▶ _EXERCISE REQUIREMENTS_:
1. In the essay about the day after a first sexual experience, what possibility did the writer start worrying about after googling?
2. Copy the essay about the day after a first sexual experience, starting with "The day after" and going on through "this to happen.", but change "wall" to "door".
3. Go on with the essay about the day after a first sexual experience from the point where it stops.

The day after my first sensual/sexual experience with a man, I felt numb, but also wrong in my body. I couldn't formulate an opinion about what had happened physically, but I felt horrible about everything else. His behavior, his words; so much apathy, so much disagreeableness, so much greed. I wanted to smash my head against a wall for having allowed this to happen.
I started googling things, as one does, and began worrying about the possibility that this interaction could very well result in a pregnancy. I felt stupid too. All this education, all the time I had waited, and there I was; having made the stupidest mistake of them all, in such a short time and in such a simple way. I started reading about women saying they would never sleep with a stranger, let alone without protection. It made me feel dirty, regretful, ashamed—you name it. I also thought, "Damn, I get to feel this post-no-nut shame following my very first experience." Shame can poke through amphetamines and antidepressants just to tell you: damn, what was wrong with you, seriously? Also, what did you expect?

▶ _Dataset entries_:

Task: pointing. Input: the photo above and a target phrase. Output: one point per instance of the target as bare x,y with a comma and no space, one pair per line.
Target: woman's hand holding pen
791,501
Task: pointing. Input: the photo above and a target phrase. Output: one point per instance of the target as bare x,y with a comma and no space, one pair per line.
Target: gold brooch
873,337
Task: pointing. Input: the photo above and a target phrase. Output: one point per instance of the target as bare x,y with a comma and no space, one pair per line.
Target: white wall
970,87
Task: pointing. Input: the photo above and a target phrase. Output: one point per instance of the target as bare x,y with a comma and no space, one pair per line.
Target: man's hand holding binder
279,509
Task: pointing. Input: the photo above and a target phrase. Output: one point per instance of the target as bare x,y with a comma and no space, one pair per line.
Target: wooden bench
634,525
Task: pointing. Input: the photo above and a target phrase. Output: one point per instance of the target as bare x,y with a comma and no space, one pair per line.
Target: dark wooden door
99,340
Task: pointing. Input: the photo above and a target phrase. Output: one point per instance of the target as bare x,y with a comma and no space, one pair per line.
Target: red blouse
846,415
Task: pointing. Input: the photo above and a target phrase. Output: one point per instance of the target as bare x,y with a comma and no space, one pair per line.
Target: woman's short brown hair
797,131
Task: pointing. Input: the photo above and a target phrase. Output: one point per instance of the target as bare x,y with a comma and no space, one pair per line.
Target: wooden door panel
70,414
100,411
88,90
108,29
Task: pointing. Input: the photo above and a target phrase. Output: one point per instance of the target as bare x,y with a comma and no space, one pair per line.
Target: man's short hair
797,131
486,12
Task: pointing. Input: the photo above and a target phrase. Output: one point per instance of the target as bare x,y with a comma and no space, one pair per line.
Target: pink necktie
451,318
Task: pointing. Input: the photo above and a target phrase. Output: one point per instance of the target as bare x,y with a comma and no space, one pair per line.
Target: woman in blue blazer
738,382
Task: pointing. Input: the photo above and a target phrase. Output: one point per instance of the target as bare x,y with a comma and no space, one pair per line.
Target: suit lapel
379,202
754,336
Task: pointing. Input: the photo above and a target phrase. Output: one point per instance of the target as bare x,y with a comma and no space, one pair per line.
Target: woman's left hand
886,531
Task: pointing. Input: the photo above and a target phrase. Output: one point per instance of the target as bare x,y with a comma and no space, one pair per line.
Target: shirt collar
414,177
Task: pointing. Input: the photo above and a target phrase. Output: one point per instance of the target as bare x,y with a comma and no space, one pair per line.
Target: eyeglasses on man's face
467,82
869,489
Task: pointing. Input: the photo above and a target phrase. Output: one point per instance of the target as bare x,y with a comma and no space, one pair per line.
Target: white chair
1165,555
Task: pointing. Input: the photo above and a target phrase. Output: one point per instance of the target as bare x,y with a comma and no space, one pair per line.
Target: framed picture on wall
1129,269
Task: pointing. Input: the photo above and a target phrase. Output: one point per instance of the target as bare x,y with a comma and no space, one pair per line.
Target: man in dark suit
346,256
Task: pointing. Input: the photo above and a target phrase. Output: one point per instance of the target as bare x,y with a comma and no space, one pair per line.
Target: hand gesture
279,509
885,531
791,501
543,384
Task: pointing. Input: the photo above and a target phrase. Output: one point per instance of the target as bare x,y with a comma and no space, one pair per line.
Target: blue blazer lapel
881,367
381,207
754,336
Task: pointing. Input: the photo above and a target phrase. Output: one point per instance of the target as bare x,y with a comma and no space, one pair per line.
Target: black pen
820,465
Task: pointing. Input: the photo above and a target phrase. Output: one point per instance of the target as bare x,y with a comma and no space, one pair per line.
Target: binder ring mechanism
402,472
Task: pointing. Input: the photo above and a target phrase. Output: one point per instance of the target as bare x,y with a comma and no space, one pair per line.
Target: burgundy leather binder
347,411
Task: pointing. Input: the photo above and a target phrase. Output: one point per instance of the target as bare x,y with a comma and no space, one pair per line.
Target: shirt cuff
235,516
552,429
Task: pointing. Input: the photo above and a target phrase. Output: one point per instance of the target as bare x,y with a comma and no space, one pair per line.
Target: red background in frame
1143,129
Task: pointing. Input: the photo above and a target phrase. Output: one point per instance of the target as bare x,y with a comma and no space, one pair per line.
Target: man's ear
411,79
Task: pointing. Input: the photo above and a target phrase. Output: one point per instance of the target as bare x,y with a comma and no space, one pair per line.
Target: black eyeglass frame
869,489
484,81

▶ _OUTPUTS BY TASK_:
1. That the interaction could result in a pregnancy.

2.
The day after my first sensual/sexual experience with a man, I felt numb, but also wrong in my body. I couldn't formulate an opinion about what had happened physically, but I felt horrible about everything else. His behavior, his words; so much apathy, so much disagreeableness, so much greed. I wanted to smash my head against a door for having allowed this to happen.

3.
I was talking to an American guy I had matched with during the same period I had matched with yesterday’s idiot. He wanted to meet in two days and was very excited. I said yes. It was a weird collision of feelings; I was walking in absolute novelty—the disgust, the anger, the shame still so fresh—and also feeling for the first time in all my interactions with men, resilient, for moving on right away to the next guy. "This is how you do it. Fuck him! He's probably busy being a loser right now, while I'm onto the next guy, who wants to meet at this fancy hotel he’s staying in."
The next day, I went out and bought a pregnancy test. Negative. I wanted to make sure. I started picturing the possibility of a fetus in my belly. His child. God no. God no. I went to the mirror and stared at my pussy, wondering if it had changed since last weekend. I googled some more and read about HPV, thinking about how he had run zero risks getting with me, while I took them all. I could get cancer one day because of yesterday's stupid encounter. I read about women on Reddit who had hysterectomies due to HPV infections. I cried. Finally, emotions.
That night, the American guy said he was leaving tomorrow, so the only time we could meet was that night or tomorrow early in the morning. I said I could come in the morning. I was usually horny first thing in the morning, and I needed some more time to rest and put myself back in the mood. Numb, not scared, and horny. Antidepressants, amphetamines, and beta blockers.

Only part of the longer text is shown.